= Requirement =
Copy out these lines, substituting "coarse mask" for each occurrence of "rough mask" and leaving everything else unchanged.

= Dataset records =
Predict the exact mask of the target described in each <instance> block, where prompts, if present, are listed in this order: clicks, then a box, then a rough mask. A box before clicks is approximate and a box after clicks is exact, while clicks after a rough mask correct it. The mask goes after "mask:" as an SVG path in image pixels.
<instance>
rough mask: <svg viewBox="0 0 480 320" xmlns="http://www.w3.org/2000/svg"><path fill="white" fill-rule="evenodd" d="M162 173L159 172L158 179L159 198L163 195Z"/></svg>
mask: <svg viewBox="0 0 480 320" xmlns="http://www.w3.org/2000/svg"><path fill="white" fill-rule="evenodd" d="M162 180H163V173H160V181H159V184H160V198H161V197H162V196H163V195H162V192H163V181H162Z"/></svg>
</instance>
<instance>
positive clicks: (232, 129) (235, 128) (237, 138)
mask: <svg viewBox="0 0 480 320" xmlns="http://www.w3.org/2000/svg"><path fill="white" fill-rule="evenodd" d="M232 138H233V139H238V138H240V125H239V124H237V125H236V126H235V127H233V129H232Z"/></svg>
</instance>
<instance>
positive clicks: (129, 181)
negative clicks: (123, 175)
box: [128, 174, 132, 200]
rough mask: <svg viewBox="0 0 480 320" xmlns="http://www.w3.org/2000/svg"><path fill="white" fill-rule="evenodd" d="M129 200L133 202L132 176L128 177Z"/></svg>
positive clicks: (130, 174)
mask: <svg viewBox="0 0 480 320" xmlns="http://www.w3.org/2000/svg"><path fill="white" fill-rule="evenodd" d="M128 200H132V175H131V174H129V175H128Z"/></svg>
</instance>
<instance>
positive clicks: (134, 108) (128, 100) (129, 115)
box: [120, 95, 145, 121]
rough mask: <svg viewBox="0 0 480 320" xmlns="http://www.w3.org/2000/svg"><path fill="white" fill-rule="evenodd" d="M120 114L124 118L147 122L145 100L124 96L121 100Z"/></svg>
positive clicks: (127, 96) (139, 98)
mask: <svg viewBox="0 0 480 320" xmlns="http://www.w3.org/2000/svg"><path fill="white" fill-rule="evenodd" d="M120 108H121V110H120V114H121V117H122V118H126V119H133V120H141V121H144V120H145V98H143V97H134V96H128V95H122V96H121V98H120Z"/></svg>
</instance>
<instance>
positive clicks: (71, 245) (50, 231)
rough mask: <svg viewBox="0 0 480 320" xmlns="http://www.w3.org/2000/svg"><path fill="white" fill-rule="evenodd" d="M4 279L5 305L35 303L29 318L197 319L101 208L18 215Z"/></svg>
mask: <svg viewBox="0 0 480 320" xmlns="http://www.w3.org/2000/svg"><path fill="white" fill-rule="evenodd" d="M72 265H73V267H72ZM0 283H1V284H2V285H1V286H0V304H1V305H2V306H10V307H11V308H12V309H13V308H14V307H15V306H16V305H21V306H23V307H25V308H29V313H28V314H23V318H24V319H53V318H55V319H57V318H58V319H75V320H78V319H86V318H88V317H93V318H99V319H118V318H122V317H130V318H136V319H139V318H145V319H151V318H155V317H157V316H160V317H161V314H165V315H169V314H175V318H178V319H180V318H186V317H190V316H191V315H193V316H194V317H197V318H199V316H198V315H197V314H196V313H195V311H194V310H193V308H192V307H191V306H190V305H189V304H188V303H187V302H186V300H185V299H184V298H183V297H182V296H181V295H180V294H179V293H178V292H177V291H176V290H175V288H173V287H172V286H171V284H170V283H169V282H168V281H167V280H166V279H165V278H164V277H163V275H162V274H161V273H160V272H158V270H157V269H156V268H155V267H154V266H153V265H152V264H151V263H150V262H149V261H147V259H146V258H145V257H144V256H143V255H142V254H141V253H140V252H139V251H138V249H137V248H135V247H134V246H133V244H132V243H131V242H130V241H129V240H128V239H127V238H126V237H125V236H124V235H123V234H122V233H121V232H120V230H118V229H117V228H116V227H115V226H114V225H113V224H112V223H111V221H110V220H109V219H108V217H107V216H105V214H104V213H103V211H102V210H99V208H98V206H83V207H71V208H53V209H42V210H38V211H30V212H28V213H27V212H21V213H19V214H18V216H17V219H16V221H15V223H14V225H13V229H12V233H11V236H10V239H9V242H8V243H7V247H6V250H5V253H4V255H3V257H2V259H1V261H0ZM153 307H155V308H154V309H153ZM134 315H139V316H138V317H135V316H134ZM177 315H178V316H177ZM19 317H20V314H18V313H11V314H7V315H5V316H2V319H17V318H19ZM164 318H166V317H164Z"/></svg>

= Result of this exercise =
Predict the exact mask of the target described in each <instance> block, where prompts, if present, are listed in this order: clicks, then a box, then a coarse mask. A box before clicks is approximate and a box after clicks is exact, while clicks after a coarse mask correct it. The mask goes after "mask:" as an SVG path in image pixels.
<instance>
coarse mask: <svg viewBox="0 0 480 320" xmlns="http://www.w3.org/2000/svg"><path fill="white" fill-rule="evenodd" d="M162 173L159 172L158 179L159 198L163 195Z"/></svg>
mask: <svg viewBox="0 0 480 320" xmlns="http://www.w3.org/2000/svg"><path fill="white" fill-rule="evenodd" d="M162 180H163V173H160V181H159V184H160V198H161V197H162V196H163V195H162V192H163V181H162Z"/></svg>
</instance>
<instance>
positive clicks: (232, 129) (235, 128) (237, 138)
mask: <svg viewBox="0 0 480 320" xmlns="http://www.w3.org/2000/svg"><path fill="white" fill-rule="evenodd" d="M232 138H233V139H238V138H240V125H239V124H237V125H236V126H235V127H233V129H232Z"/></svg>
</instance>
<instance>
positive clicks: (129, 181)
negative clicks: (123, 175)
box: [128, 174, 132, 200]
coarse mask: <svg viewBox="0 0 480 320" xmlns="http://www.w3.org/2000/svg"><path fill="white" fill-rule="evenodd" d="M129 200L133 202L132 176L128 177Z"/></svg>
positive clicks: (130, 174)
mask: <svg viewBox="0 0 480 320" xmlns="http://www.w3.org/2000/svg"><path fill="white" fill-rule="evenodd" d="M128 200H132V175H131V174H129V175H128Z"/></svg>
</instance>
<instance>
positive clicks: (134, 108) (128, 100) (129, 115)
box: [120, 95, 145, 121]
coarse mask: <svg viewBox="0 0 480 320" xmlns="http://www.w3.org/2000/svg"><path fill="white" fill-rule="evenodd" d="M120 114L124 118L147 122L145 100L124 96L121 100Z"/></svg>
positive clicks: (127, 96) (139, 98)
mask: <svg viewBox="0 0 480 320" xmlns="http://www.w3.org/2000/svg"><path fill="white" fill-rule="evenodd" d="M120 108H121V110H120V114H121V117H122V118H126V119H133V120H141V121H144V120H145V98H143V97H134V96H128V95H122V96H121V98H120Z"/></svg>
</instance>
<instance>
positive clicks: (71, 245) (50, 231)
coarse mask: <svg viewBox="0 0 480 320" xmlns="http://www.w3.org/2000/svg"><path fill="white" fill-rule="evenodd" d="M4 279L5 305L35 303L29 318L197 319L101 208L18 215Z"/></svg>
mask: <svg viewBox="0 0 480 320" xmlns="http://www.w3.org/2000/svg"><path fill="white" fill-rule="evenodd" d="M72 265H73V267H72ZM0 283H1V284H2V285H1V286H0V304H1V305H2V306H10V307H11V308H12V309H13V308H14V307H15V306H16V305H21V306H23V307H25V308H29V313H28V314H23V318H24V319H53V318H55V319H57V318H58V319H75V320H78V319H86V318H88V317H93V318H99V319H118V318H122V317H130V318H136V319H139V318H145V319H151V318H155V317H157V316H160V317H161V314H165V315H169V314H175V318H178V319H180V318H186V317H190V316H191V315H193V316H194V317H197V318H199V316H198V315H197V314H196V313H195V311H194V310H193V308H192V307H191V306H190V305H189V304H188V303H187V302H186V300H185V299H184V298H183V297H182V296H181V295H180V294H179V293H178V292H177V291H176V290H175V288H173V287H172V286H171V284H170V283H169V282H168V281H167V280H166V279H165V278H164V277H163V275H162V274H161V273H160V272H158V270H157V269H156V268H155V267H154V266H153V265H152V264H151V263H150V262H149V261H147V259H146V258H145V257H144V256H143V255H142V254H141V253H140V252H139V251H138V249H137V248H135V247H134V246H133V244H132V243H131V242H130V241H129V240H128V239H127V238H126V237H125V236H124V235H123V234H122V233H121V232H120V230H118V229H117V228H116V227H115V226H114V225H113V224H112V223H111V221H110V220H109V219H108V217H107V216H105V214H104V213H103V211H102V210H99V208H98V206H83V207H71V208H53V209H42V210H38V211H30V212H28V213H27V212H21V213H19V214H18V216H17V219H16V221H15V223H14V225H13V229H12V233H11V236H10V239H9V242H8V243H7V247H6V250H5V253H4V255H3V257H2V259H1V261H0ZM153 307H155V308H154V309H153ZM134 315H139V316H138V317H135V316H134ZM177 315H178V316H177ZM19 317H20V314H18V313H11V314H7V315H5V316H2V319H17V318H19ZM164 318H166V317H164Z"/></svg>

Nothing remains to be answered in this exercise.